Restate each record word for word, from the first to the last.

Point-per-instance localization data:
★ ★ ★

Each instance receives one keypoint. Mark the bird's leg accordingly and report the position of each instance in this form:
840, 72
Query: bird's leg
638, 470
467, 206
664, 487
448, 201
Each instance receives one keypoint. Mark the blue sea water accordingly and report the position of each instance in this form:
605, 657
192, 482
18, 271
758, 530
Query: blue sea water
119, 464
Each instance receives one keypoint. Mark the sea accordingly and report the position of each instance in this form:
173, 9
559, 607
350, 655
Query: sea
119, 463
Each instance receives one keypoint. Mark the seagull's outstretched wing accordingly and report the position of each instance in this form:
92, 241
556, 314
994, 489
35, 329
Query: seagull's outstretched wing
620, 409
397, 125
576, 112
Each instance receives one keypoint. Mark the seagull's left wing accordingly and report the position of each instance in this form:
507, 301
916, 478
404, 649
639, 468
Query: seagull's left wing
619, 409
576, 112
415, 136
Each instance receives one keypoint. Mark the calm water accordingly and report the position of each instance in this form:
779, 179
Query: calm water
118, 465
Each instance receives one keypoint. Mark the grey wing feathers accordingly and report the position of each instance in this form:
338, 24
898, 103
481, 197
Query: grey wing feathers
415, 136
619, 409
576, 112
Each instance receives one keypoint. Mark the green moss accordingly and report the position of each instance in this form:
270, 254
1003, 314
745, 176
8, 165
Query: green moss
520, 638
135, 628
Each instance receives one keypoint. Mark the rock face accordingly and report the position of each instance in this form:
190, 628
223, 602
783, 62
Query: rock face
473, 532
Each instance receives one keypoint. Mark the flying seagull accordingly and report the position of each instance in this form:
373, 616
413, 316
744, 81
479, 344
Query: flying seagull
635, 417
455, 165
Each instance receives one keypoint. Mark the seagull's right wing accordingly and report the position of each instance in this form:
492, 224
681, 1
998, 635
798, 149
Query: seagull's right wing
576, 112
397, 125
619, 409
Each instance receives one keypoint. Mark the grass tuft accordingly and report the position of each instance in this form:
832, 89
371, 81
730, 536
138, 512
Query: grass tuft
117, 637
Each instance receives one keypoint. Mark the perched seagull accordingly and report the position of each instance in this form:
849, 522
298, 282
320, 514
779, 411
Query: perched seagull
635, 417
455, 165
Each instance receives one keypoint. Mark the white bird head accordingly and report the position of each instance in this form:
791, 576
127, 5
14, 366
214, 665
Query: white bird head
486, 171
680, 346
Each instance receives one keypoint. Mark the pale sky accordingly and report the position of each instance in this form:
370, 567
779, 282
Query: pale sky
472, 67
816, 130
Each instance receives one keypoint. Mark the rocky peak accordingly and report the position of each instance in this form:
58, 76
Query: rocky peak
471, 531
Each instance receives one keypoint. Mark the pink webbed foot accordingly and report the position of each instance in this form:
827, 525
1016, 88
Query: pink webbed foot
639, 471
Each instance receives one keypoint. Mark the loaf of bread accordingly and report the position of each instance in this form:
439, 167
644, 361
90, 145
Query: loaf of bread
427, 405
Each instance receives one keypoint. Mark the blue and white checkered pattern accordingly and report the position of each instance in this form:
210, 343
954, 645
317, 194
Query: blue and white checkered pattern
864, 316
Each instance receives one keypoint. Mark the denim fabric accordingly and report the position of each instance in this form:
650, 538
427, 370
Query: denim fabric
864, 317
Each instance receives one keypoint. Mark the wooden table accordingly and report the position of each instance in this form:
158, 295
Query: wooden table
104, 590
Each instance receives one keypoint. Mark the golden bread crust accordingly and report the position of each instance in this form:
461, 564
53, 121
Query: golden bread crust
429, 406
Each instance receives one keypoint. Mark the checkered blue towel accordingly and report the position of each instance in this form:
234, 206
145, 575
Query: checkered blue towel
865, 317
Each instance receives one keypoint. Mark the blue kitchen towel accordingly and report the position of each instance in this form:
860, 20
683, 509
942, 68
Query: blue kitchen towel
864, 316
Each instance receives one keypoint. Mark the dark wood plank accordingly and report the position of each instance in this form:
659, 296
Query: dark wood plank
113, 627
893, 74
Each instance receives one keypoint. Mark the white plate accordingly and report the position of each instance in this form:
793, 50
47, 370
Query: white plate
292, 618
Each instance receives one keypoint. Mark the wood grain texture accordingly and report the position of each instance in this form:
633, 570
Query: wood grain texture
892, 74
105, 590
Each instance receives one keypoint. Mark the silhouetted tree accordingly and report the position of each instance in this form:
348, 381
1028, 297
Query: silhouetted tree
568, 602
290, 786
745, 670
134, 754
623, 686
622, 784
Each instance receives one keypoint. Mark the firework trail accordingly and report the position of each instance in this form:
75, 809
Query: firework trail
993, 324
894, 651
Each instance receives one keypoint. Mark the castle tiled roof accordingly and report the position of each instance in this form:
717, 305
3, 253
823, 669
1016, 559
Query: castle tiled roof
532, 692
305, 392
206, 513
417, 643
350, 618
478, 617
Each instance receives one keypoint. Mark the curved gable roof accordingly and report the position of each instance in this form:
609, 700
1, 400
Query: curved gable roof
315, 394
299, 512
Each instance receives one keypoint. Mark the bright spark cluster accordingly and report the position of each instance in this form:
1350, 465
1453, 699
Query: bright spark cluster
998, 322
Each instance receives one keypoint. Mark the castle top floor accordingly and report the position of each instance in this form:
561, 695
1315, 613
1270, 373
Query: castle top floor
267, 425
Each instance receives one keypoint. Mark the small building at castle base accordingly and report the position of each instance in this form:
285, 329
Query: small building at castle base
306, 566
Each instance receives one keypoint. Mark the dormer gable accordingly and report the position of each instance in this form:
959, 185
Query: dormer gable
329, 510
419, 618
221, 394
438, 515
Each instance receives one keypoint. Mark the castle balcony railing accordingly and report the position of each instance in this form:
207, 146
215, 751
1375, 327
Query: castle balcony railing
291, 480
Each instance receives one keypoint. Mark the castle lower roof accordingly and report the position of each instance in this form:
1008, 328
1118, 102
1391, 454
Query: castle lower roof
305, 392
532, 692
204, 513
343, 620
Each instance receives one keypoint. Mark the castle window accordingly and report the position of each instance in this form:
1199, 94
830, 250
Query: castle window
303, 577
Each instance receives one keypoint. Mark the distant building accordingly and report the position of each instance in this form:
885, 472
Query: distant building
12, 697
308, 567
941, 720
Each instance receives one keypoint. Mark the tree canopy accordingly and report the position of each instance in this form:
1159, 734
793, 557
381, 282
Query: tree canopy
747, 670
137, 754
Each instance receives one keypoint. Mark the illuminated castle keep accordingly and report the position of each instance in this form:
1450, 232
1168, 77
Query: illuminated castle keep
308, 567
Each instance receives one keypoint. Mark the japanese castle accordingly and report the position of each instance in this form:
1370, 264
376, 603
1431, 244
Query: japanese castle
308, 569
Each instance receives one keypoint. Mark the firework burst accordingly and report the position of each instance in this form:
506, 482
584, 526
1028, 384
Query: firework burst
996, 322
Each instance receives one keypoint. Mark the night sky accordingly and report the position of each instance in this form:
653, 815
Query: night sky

★ ★ ★

YOUR SOLUTION:
Each instance receives one keypoint. Mark the bird's leg accordingly and report the position of each instance in this form:
840, 72
Query: bird's leg
638, 470
467, 206
664, 487
448, 201
Each instance receives one keypoint. Mark the blue sea water accordingly and report the position of each instance in this form:
605, 657
192, 482
18, 271
758, 530
Query: blue sea water
119, 464
Each instance receives one keypoint. Mark the sea accordingly and report the position of each instance in this form:
173, 9
559, 607
350, 655
Query: sea
119, 463
Each instance receives one keypoint. Mark the seagull's outstretched wing accordingly and report the position of each instance in this form:
92, 241
556, 314
994, 489
35, 329
Query: seagull's outstretched wing
620, 409
397, 125
576, 112
Each instance receives one keypoint. Mark the seagull's left wing accordingly and report the position of each instance in this form:
507, 301
916, 478
404, 649
639, 468
Query: seagull's left wing
619, 409
576, 112
415, 136
Each instance receives one keypoint. Mark the calm water accordingly and report the position of each instance in this form:
779, 179
Query: calm water
118, 465
Each instance receives one keypoint. Mark the grey wing feathers accordingly and report the position of each instance in this form:
338, 24
898, 103
481, 197
Query: grey wing feathers
415, 136
619, 409
576, 112
Each instance receives one keypoint. Mark the green moss accordingly and report the position of each instance in this form:
270, 254
1003, 314
745, 176
8, 165
Query: green moss
520, 638
135, 628
Each instance receives one keypoint. Mark the rock face accordingly and report the position of each instance in this form:
190, 628
223, 602
783, 62
Query: rock face
473, 532
Each instance receives one keypoint. Mark the flying seagull accordingly and report the position of each instance in this form:
373, 616
413, 316
744, 81
479, 344
Query: flying seagull
635, 417
455, 165
Each instance receives one keypoint. Mark the seagull's right wing accordingly and report the position of each instance in this form:
492, 224
681, 1
998, 635
798, 149
Query: seagull's right wing
576, 112
397, 125
619, 409
Each instance receives one keypoint. Mark the grass tuft accordingly and report the position of each instance in this form:
832, 89
371, 81
730, 536
138, 512
Query: grass tuft
117, 637
Each instance receives one keypoint. Mark the perched seagull accordingly and report the position of each instance in this form:
849, 522
298, 282
320, 514
779, 411
Query: perched seagull
635, 417
455, 165
Each instance receives one keypoint. Mark the white bird head accordingly and report the position of each instance in this form:
791, 576
127, 5
14, 366
214, 665
Query: white bird head
486, 171
680, 346
Each instance receives one keypoint. Mark the pale sky accordingly and report the position of each instance in this form:
370, 567
779, 282
Query: pale sky
472, 67
816, 130
Each instance receives one keypoint. Mark the rocky peak accordingly and report the position of each instance in this form:
58, 76
Query: rocky peak
471, 531
Each instance receives one keypoint. Mark the pink webbed foot accordingly and report the position of each instance in this form:
827, 525
1016, 88
Query: pink webbed foot
639, 471
Each instance receives one keypoint. Mark the loaf of bread accordingly and report the position of each instance in this form:
439, 167
644, 361
90, 145
Query: loaf of bread
427, 405
Each instance receives one keypoint. Mark the blue and white checkered pattern accordingly and report the position of each instance in this form:
210, 343
954, 645
317, 194
Query: blue and white checkered pattern
864, 316
Each instance receives one keypoint. Mark the denim fabric accordingly and report the position of each instance in this form:
650, 538
427, 370
Query: denim fabric
864, 317
Each instance receives one keypoint. Mark the wooden table accordingly and report the position of each instance in this form:
158, 295
Query: wooden table
104, 590
Each instance receives one keypoint. Mark the golden bread crust accordingly and report the position of each instance in this form:
461, 564
53, 121
Query: golden bread crust
429, 406
Each instance receives one keypoint. Mark the checkered blue towel accordingly and report the position of each instance in this form:
234, 206
145, 575
Query: checkered blue towel
865, 317
Each instance receives one keypoint. Mark the blue kitchen towel accordingly and report the position of each instance in this form:
860, 20
683, 509
942, 68
Query: blue kitchen towel
864, 316
Each instance receives one keypoint. Mark the dark wood plank accordingly and report the position of each instance in this form:
659, 296
Query: dark wood plank
113, 627
893, 74
Each instance receives one keypoint. Mark the white plate accordingly and report the position of each instance in this form:
793, 50
47, 370
Query: white plate
292, 618
Each instance receives one keypoint. Mark the wood grain texture accordingly and report the position of each instance in this form:
633, 570
Query: wood grain texture
892, 74
105, 590
Each instance receives one keypoint. Mark the silhouetted tree accordingly and report the position of each instance in this form:
348, 381
1028, 297
Query: silhouetted tree
568, 602
290, 786
745, 670
134, 754
623, 686
622, 784
Each instance receives one keypoint. Mark the firework trail accordingly and report the position of each instance in this form:
75, 809
Query: firework trail
993, 324
894, 651
Each instance receives one keypoint. Mark the castle tiled roof accordingly and report the position of each instance in this form:
717, 305
3, 253
823, 669
1016, 559
Query: castle tiled roof
532, 692
305, 392
206, 513
417, 643
350, 618
478, 617
Each instance receives one keypoint. Mark the curved gable roof accordingly and report the position of each instance in this form:
609, 700
1, 400
Query: curved gable roof
315, 394
299, 512
Each instance receives one keypoint. Mark the bright spark cluster accordingly and report the position of each instance in this form:
1350, 465
1453, 699
Query: bright spark cluster
998, 322
Each instance receives one keypoint. Mark the castle top floor accordingly and report the position of each instance in this form:
561, 695
1315, 613
1270, 373
Query: castle top floor
267, 425
Each instance receives one keypoint. Mark the small building at castle base accordingly and report the position of each instance in this form:
285, 329
Query: small building at castle base
306, 566
Each instance receives one keypoint. Mark the dormer gable accordingly and report the position of each instance in this form:
959, 185
Query: dormer gable
329, 510
419, 618
221, 394
438, 515
Each instance receives one keypoint. Mark the castle balcony railing accordingly and report the position of each instance in this form:
207, 146
215, 751
1375, 327
Query: castle balcony railing
291, 480
Each instance receives one keypoint. Mark the castle lower roof accordingly and report the position of each instance in this form:
1008, 328
1118, 102
1391, 454
Query: castle lower roof
305, 392
532, 692
204, 513
343, 620
Each instance receives one keypoint. Mark the castle window accordingly and report the position of each instance in this form:
1199, 94
830, 250
Query: castle window
303, 577
Each instance receives one keypoint. Mark the distant building accordingly and report the position of each instance in this form:
885, 472
Query: distant building
12, 697
308, 567
941, 720
Each instance receives one keypoint. Mark the tree canopy accordingly and report the position of each instance in this form:
1159, 734
793, 557
381, 282
Query: tree canopy
747, 670
137, 754
Each instance receives one keypoint. Mark the illuminated castle keep accordingly and report the position of each instance in this form:
1450, 232
1168, 77
Query: illuminated castle keep
308, 567
Each instance receives one keypoint. Mark the japanese castle accordingly and report the position of each instance in this form:
1370, 264
376, 603
1431, 244
Query: japanese castle
308, 569
Each instance receives one keypoint. Mark the firework burst accordingly and report the position of each instance in this form:
506, 482
584, 526
1028, 384
Query: firework burst
996, 322
Each instance receives one keypoint. Mark the night sky accordingly and report the position of each instance in this form:
653, 815
Query: night sky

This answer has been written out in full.